**Aim**
Recast the listing below, from its beginning through the line containing "[(311, 182), (262, 206), (563, 205)]" inclusive, as a JSON list of strings with one string per line and no blank lines. Leave the pictures out of the answer.

**Excerpted records**
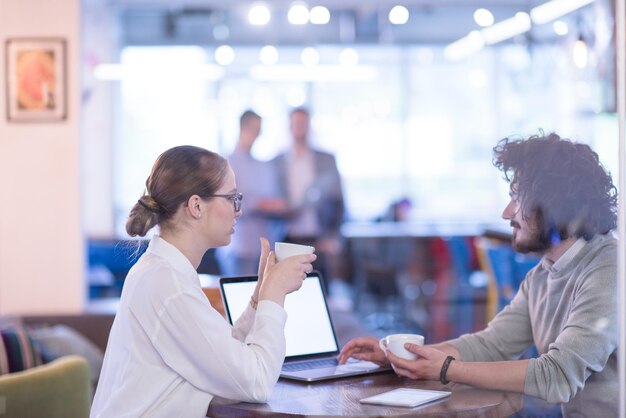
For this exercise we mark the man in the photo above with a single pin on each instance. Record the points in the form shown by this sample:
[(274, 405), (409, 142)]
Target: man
[(311, 182), (262, 206), (563, 205)]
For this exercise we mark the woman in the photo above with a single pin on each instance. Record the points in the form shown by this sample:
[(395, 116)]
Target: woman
[(169, 352)]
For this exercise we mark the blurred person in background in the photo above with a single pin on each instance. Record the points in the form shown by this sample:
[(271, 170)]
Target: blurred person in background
[(310, 180), (563, 205), (265, 206), (170, 353)]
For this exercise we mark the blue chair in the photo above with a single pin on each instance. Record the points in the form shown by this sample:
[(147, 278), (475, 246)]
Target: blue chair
[(116, 257), (505, 268), (462, 294)]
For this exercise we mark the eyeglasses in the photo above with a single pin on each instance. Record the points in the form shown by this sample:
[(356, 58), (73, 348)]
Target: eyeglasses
[(235, 197)]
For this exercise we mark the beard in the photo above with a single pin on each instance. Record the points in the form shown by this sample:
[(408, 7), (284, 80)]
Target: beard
[(537, 241)]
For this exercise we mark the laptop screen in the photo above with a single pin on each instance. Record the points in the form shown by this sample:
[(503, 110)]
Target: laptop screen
[(308, 330)]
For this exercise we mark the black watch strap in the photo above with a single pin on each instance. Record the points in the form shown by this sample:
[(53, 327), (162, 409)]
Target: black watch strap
[(444, 370)]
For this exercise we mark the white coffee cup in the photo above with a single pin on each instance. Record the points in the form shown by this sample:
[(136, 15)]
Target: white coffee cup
[(284, 250), (395, 344)]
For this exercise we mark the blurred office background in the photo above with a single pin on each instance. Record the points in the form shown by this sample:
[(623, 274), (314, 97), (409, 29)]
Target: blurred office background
[(410, 96)]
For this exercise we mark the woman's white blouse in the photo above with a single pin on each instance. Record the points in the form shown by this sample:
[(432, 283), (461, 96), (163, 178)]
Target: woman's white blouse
[(170, 352)]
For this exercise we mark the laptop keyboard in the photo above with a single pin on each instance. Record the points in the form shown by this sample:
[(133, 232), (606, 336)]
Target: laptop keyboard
[(310, 364)]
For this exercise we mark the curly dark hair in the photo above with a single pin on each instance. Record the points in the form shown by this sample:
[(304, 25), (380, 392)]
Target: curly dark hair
[(562, 186)]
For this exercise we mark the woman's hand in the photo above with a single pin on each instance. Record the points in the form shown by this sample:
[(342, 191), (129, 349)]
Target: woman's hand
[(426, 367), (265, 252), (280, 279), (365, 348)]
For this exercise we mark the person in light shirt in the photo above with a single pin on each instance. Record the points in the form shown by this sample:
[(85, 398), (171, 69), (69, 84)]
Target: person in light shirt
[(170, 353), (563, 205)]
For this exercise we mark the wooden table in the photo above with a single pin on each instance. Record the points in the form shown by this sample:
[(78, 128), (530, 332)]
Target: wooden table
[(340, 398)]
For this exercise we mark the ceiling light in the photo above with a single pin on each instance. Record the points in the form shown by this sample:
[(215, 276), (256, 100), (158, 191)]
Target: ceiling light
[(483, 17), (309, 56), (320, 15), (348, 57), (554, 9), (399, 15), (298, 14), (506, 29), (560, 28), (259, 15), (224, 55), (464, 47), (268, 55)]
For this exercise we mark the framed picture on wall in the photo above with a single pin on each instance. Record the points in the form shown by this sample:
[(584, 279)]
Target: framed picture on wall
[(36, 79)]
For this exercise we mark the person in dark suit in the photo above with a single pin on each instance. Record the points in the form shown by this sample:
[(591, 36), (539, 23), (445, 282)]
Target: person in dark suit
[(310, 180)]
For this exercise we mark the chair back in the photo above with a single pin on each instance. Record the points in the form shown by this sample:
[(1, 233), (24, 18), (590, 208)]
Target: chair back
[(59, 389)]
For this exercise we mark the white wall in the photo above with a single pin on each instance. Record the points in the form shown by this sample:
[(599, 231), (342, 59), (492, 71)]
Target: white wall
[(41, 247)]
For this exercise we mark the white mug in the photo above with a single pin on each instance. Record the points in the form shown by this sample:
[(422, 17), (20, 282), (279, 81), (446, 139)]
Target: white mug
[(395, 344), (284, 250)]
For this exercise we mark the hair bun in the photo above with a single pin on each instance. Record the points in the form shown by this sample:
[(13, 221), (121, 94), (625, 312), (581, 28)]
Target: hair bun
[(151, 205)]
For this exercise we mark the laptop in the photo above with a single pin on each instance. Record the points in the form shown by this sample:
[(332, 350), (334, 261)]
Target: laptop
[(311, 340)]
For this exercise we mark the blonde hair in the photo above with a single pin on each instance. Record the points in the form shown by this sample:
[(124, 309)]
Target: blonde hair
[(177, 174)]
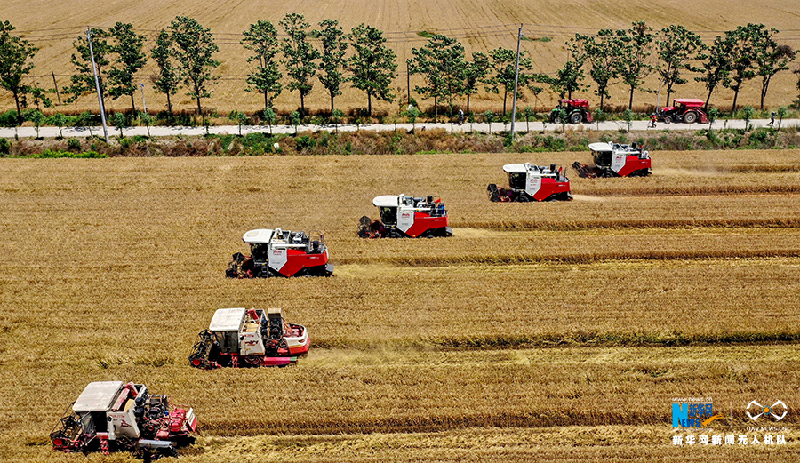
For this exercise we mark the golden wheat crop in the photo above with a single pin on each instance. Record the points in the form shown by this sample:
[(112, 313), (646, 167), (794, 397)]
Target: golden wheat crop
[(535, 328)]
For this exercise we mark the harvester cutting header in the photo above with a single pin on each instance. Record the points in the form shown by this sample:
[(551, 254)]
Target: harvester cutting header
[(616, 160), (528, 182), (281, 253), (406, 216)]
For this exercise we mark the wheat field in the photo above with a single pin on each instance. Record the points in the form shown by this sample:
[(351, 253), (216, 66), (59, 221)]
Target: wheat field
[(479, 25), (538, 331)]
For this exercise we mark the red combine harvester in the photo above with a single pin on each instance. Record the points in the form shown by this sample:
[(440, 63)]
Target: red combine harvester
[(684, 110), (406, 216), (239, 337), (112, 415), (528, 182), (616, 160), (281, 253), (571, 111)]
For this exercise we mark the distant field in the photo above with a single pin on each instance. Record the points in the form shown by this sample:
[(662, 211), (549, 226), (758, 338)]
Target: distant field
[(479, 25), (538, 331)]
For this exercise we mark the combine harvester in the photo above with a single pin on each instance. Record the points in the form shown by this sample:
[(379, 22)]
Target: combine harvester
[(528, 182), (616, 160), (239, 337), (281, 253), (114, 416), (406, 216)]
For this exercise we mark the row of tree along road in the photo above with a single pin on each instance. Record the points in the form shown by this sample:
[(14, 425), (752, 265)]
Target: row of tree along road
[(184, 55)]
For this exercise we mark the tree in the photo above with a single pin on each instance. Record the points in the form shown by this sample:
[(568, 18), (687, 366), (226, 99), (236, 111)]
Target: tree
[(635, 45), (741, 54), (502, 71), (372, 64), (300, 56), (35, 116), (167, 81), (83, 82), (714, 66), (769, 57), (568, 78), (602, 53), (676, 46), (474, 73), (262, 39), (129, 60), (442, 64), (16, 57), (334, 47), (194, 50), (238, 117)]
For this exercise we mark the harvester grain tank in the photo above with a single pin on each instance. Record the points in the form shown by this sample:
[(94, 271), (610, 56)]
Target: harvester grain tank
[(529, 182), (616, 160), (239, 337), (406, 216), (115, 416), (281, 253)]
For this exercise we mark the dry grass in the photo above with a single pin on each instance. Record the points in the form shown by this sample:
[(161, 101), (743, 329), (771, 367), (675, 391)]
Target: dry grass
[(111, 266), (480, 25)]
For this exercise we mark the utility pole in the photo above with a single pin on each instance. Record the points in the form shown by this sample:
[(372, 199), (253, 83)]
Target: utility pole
[(97, 84), (516, 79), (55, 84), (144, 103)]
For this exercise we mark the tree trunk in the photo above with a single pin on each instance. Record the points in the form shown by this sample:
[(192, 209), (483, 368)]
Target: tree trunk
[(19, 111), (764, 87), (630, 101)]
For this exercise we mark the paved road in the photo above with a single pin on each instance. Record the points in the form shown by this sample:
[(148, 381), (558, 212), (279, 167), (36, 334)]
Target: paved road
[(162, 131)]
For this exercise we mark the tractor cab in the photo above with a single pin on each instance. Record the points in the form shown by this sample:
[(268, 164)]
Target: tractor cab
[(406, 216)]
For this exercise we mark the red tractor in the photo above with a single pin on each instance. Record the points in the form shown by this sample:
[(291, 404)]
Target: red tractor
[(406, 216), (616, 160), (239, 337), (112, 415), (688, 111), (281, 253), (528, 182), (571, 111)]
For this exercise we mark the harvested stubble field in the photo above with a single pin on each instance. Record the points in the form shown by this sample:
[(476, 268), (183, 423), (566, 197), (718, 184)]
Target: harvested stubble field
[(538, 331)]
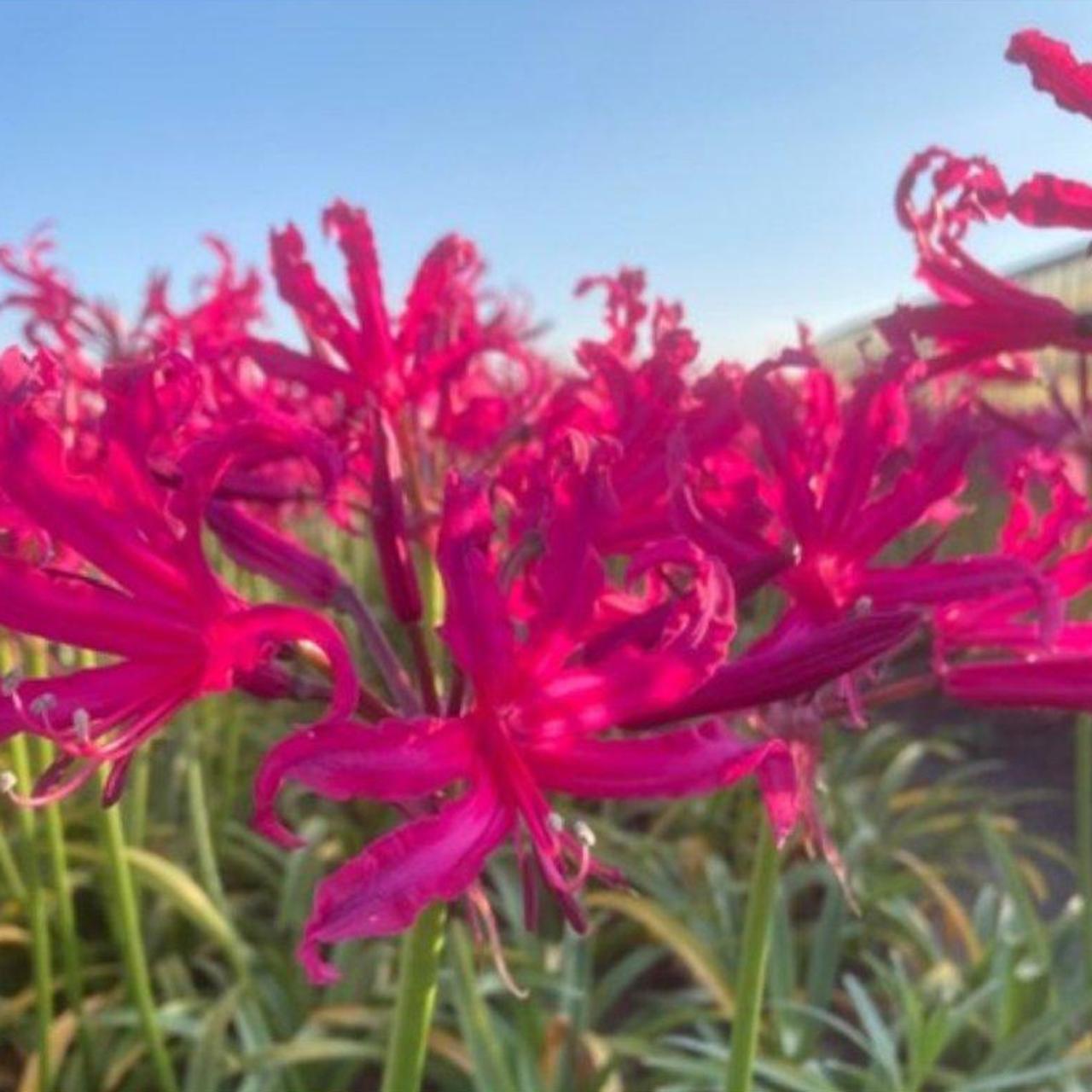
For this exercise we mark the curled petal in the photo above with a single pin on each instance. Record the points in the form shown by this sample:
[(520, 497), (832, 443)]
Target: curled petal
[(242, 640), (674, 764), (396, 760), (261, 549), (381, 892), (1049, 683), (793, 666), (66, 608), (1054, 69)]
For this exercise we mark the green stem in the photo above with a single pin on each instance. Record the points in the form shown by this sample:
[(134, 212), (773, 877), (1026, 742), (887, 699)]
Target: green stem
[(418, 964), (41, 958), (756, 951), (71, 959), (131, 939), (207, 867), (10, 870), (1083, 810)]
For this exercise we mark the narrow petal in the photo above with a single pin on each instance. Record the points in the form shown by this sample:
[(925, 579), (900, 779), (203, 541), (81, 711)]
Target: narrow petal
[(1048, 683), (244, 639), (794, 666), (1048, 201), (476, 624), (71, 611), (928, 582), (381, 892), (1054, 69)]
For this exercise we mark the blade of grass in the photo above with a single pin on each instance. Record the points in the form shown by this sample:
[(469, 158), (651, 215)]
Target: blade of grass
[(123, 894)]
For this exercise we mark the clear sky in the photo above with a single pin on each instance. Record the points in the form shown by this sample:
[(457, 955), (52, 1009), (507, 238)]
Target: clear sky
[(744, 153)]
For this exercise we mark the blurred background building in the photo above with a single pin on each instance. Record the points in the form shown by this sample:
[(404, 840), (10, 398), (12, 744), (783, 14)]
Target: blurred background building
[(1065, 274)]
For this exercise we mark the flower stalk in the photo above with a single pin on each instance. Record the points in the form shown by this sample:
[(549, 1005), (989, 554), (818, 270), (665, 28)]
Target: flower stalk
[(418, 964), (756, 954), (123, 893), (1083, 816)]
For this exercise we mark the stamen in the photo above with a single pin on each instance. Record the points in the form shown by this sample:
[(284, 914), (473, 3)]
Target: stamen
[(488, 921), (43, 705), (81, 725), (584, 834)]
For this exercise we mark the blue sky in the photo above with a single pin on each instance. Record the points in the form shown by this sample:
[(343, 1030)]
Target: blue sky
[(744, 153)]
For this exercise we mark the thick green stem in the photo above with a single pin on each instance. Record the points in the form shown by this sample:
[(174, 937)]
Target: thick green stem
[(38, 661), (137, 979), (41, 956), (756, 950), (1083, 814), (71, 959), (418, 963)]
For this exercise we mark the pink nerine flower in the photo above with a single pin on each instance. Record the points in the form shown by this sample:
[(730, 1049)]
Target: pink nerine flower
[(131, 581), (537, 724)]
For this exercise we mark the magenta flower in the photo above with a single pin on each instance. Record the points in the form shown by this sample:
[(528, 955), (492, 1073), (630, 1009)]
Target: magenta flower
[(537, 724), (133, 584)]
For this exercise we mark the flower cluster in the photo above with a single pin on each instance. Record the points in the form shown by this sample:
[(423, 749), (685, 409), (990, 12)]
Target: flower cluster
[(646, 576)]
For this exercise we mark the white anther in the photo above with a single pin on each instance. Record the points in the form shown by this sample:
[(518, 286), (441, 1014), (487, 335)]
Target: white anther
[(81, 724), (584, 834)]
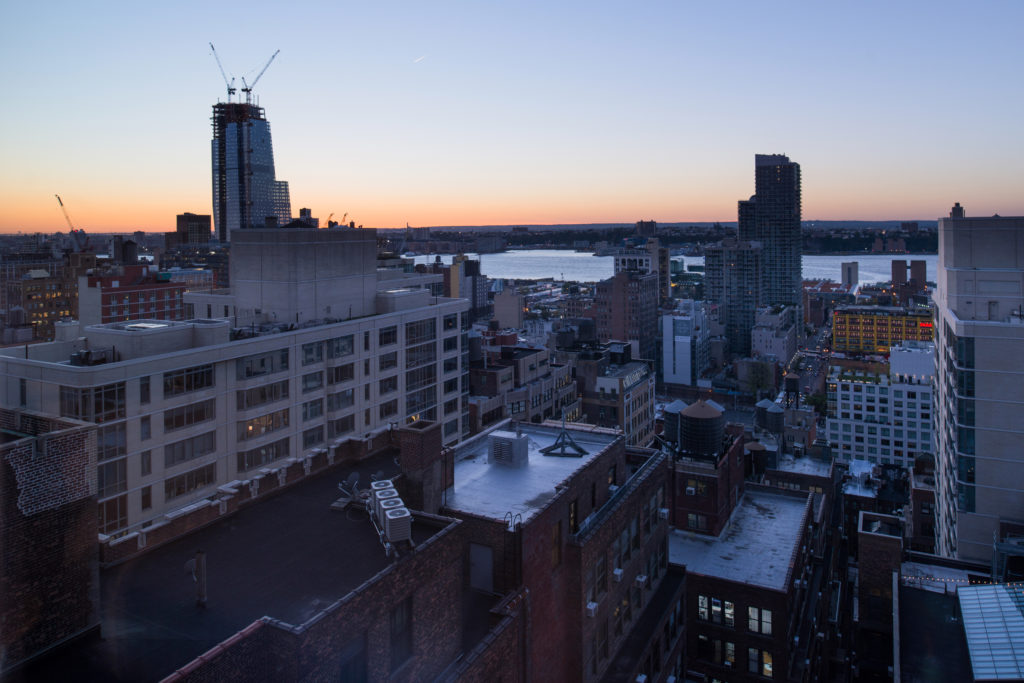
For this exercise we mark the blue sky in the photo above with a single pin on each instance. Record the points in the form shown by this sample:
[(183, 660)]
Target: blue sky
[(516, 113)]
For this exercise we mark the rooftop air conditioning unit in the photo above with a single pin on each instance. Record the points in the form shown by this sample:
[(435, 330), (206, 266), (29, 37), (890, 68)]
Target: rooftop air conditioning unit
[(398, 524), (381, 496), (389, 504), (508, 449)]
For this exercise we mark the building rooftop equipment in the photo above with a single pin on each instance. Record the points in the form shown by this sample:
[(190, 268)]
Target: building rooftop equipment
[(493, 489)]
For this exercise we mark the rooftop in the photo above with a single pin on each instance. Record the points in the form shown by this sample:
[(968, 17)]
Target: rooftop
[(993, 623), (805, 465), (494, 491), (936, 653), (288, 557), (757, 546)]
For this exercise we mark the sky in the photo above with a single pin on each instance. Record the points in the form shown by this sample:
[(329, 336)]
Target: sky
[(514, 113)]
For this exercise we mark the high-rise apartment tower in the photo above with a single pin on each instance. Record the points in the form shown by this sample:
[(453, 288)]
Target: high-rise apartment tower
[(246, 190), (979, 364), (772, 217)]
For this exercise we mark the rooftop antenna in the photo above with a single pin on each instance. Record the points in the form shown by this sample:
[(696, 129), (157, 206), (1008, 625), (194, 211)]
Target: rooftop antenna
[(67, 217), (229, 84), (247, 88), (564, 441)]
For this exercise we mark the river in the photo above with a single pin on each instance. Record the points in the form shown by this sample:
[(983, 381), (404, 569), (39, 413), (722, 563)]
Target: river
[(582, 266)]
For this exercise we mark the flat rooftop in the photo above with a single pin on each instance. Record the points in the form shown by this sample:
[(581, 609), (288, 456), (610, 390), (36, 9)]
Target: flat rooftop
[(494, 491), (931, 638), (993, 623), (805, 465), (289, 557), (757, 547)]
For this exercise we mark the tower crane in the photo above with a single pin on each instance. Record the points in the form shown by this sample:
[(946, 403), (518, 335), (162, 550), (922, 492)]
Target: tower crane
[(229, 84), (67, 217), (247, 88)]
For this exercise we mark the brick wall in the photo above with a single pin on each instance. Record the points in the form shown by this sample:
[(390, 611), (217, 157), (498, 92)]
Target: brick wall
[(115, 551), (49, 578), (315, 650)]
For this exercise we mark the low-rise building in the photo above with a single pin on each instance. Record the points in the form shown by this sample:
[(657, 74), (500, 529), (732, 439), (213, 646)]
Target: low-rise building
[(876, 329)]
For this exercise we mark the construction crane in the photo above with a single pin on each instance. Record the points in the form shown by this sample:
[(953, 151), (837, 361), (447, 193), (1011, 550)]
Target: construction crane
[(229, 84), (67, 217), (247, 88)]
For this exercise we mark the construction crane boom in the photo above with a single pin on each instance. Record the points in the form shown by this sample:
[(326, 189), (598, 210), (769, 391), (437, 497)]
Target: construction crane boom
[(229, 84), (248, 88), (67, 217)]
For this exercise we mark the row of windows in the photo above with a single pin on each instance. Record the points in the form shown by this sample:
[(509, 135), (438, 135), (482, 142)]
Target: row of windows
[(263, 424), (188, 415), (187, 380), (723, 611)]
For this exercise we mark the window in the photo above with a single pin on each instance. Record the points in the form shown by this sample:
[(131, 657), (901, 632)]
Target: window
[(388, 360), (266, 393), (113, 514), (340, 426), (311, 437), (112, 477), (259, 365), (312, 410), (340, 399), (401, 633), (341, 374), (189, 449), (100, 403), (262, 455), (192, 414), (421, 331), (189, 481), (187, 380), (388, 409), (312, 352), (263, 424), (111, 441), (421, 377), (387, 336), (339, 347), (312, 381)]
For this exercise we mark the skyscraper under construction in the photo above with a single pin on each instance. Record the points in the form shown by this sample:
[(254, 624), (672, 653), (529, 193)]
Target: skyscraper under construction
[(246, 191)]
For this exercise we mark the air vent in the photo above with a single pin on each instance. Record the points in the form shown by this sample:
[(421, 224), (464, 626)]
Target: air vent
[(398, 524), (508, 449)]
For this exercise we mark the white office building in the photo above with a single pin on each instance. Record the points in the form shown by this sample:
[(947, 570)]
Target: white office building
[(685, 343), (885, 419), (313, 348)]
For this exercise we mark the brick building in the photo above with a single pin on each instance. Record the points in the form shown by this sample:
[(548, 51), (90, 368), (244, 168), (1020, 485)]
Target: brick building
[(129, 293), (49, 575), (875, 329)]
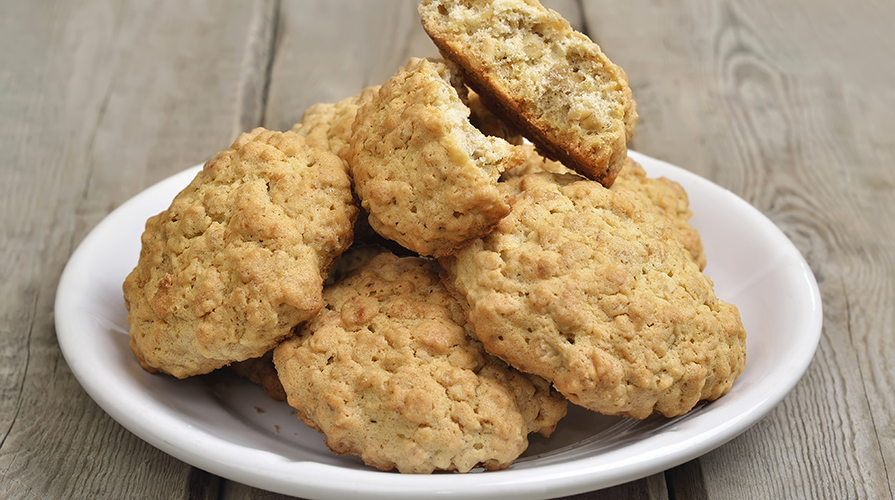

**Complete answer**
[
  "For this exercise we mark the man in the photo above with a single pin on each instance. Record the points in the form shown by this sample:",
  "[(274, 405), (409, 142)]",
  "Target: man",
  "[(311, 182), (262, 206), (563, 205)]"
]